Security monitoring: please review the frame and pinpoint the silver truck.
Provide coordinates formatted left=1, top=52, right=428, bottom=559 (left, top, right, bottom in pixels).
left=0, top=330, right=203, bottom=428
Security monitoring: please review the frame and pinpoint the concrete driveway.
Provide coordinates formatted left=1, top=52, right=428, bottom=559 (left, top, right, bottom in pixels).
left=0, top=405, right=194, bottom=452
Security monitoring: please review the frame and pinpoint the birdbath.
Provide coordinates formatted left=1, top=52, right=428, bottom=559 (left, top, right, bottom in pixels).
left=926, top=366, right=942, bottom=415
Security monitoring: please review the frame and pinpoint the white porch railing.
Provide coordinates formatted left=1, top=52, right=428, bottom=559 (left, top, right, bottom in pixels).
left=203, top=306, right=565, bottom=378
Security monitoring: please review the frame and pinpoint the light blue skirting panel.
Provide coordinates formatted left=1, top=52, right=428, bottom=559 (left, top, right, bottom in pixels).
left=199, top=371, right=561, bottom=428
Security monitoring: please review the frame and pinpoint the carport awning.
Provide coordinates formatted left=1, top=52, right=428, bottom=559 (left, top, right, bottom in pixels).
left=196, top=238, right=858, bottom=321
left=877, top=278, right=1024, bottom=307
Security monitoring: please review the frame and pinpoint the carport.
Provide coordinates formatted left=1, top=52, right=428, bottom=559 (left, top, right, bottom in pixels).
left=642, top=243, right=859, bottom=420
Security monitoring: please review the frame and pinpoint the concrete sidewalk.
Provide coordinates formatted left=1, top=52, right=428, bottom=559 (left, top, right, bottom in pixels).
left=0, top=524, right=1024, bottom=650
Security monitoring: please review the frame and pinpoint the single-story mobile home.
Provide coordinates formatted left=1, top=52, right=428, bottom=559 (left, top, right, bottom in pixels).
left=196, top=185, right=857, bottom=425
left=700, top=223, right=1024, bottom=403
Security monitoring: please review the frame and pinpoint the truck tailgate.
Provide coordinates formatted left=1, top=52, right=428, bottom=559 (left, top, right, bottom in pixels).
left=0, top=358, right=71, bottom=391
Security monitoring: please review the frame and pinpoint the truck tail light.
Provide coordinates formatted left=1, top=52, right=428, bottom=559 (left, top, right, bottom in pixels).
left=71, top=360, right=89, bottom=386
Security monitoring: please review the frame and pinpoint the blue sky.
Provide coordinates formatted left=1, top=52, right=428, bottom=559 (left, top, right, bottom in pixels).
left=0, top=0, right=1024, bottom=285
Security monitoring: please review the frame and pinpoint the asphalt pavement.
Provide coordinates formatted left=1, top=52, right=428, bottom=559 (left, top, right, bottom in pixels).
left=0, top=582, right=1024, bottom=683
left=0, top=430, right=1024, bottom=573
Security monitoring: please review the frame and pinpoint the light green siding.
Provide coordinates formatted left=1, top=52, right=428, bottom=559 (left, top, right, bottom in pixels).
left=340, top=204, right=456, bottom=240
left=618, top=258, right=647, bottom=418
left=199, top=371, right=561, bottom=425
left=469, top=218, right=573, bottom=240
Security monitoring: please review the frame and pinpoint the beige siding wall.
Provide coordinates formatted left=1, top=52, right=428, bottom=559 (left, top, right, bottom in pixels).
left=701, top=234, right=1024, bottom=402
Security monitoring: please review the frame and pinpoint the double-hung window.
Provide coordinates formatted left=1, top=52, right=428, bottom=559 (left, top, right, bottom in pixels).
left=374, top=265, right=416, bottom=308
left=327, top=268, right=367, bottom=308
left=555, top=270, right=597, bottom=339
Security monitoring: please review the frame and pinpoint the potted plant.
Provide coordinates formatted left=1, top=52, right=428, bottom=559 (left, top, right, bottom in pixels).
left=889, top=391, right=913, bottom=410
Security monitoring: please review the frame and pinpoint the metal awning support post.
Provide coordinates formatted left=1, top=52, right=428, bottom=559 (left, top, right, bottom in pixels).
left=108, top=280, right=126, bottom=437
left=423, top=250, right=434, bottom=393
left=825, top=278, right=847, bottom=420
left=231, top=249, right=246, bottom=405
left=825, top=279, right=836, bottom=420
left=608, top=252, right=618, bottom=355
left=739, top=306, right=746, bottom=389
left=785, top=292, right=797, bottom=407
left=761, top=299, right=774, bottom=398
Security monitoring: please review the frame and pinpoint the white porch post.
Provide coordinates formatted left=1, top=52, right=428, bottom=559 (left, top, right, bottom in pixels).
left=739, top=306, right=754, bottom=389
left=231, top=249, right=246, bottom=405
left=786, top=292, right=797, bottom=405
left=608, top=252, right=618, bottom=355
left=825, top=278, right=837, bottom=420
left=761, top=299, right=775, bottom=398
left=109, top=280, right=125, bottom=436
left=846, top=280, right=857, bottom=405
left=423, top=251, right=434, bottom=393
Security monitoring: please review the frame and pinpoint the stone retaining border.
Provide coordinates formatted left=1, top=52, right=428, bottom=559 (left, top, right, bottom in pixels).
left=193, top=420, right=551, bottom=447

##############################

Your objective: Pull out every line of the data above that contains the word "concrete".

Task answer:
Security monitoring: please review the frame and pinpoint the concrete driveway.
Security monitoring: please review the frame and pinpoint the concrete sidewalk.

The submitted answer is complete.